▸ **TO BE DONE**:
**a)** In the excerpt on the Pforzheim and Dresden raids, turn the paragraph beginning "The area of destruction at Pforzheim" into a short bulleted list that keeps its main facts.
**b)** According to the excerpt on the Pforzheim and Dresden raids, what share of Dresden's city center does Alan Russell estimate was destroyed?

[begin EXCERPT PROVIDED]

The area of destruction at Pforzheim comprised approximately 83% of the city, and 20,277 out of 65,000 people died according to official estimates.[26] Sönke Neitzel also estimates that approximately 20,000 out of a total population of 65,000 died in the raid at Pforzheim.[27] This means that over 30% of the residents of Pforzheim died in one bombing attack.
The question is: If more than 30% of the residents of Pforzheim died in one bombing attack, why would only approximately 2.5% of Dresdeners die in similar raids 10 days earlier? The second wave of bombers in the Dresden raid appeared over Dresden at the very time that the maximum number of fire brigades and rescue teams were in the streets of the burning city. This second wave of bombers compounded the earlier destruction many times, and by design killed the firemen and rescue workers so that the destruction in Dresden could rage on unchecked.[28] The raid on Pforzheim, by contrast, consisted of only one bombing attack. Also, Pforzheim was a much smaller target, so that it would have been easier for the people on the ground to escape from the blaze.
The only reason why the death-rate percentage would be higher at Pforzheim versus Dresden is that a higher percentage of Pforzheim was destroyed in the bombings. Alan Russell estimates that 83% of Pforzheim’s city center was destroyed versus only 59% of Dresden’s.[29]This would, however, account for only a portion of the percentage difference in the death tolls. Based on the death toll in the Pforzheim raid, it is reasonable to assume that a minimum of 20% of Dresdeners died in the British and American attacks on the city. The 2.5% death rate figure of Dresdeners estimated by establishment historians is an unrealistically low figure.
If a 20% death rate figure times an estimated population in Dresden of 1 million is used, the death-toll figure in Dresden would be 200,000. If a 25% death-rate figure times an estimated population of 1.2 million is used, the death toll figure in Dresden would be 300,000. Thus, death-toll estimates in Dresden of 250,000 people are quite plausible when compared to the Pforzheim bombing.

[end EXCERPT PROVIDED]
[begin DATA LINES]

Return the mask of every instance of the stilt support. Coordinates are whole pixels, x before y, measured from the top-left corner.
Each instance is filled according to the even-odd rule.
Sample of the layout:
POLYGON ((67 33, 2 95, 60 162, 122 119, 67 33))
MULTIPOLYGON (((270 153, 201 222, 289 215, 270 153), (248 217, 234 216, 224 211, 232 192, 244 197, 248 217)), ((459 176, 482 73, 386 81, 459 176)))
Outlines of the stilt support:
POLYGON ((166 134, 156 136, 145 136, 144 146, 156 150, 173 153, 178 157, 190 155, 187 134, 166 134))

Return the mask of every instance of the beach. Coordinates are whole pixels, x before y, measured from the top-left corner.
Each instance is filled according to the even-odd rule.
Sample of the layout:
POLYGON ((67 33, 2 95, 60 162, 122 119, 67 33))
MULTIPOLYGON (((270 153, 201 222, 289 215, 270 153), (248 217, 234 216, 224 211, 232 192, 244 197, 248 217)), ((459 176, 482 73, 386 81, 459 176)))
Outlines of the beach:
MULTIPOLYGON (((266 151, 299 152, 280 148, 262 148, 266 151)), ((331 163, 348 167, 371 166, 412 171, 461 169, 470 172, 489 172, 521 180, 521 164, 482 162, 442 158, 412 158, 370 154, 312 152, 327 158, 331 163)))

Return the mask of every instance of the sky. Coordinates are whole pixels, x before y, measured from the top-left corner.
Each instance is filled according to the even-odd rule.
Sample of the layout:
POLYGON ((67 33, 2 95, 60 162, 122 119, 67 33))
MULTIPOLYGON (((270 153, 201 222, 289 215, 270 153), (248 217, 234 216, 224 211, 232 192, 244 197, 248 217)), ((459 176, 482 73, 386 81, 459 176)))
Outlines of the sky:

[end DATA LINES]

▸ **RESULTS OF THE TASKS**:
**a)**
- About 83% of Pforzheim was destroyed.
- Official estimates put the dead at 20,277 out of 65,000 people.
- Sönke Neitzel also estimates about 20,000 dead out of a population of 65,000.
- This means over 30% of Pforzheim's residents died in one bombing attack.

**b)** 59%.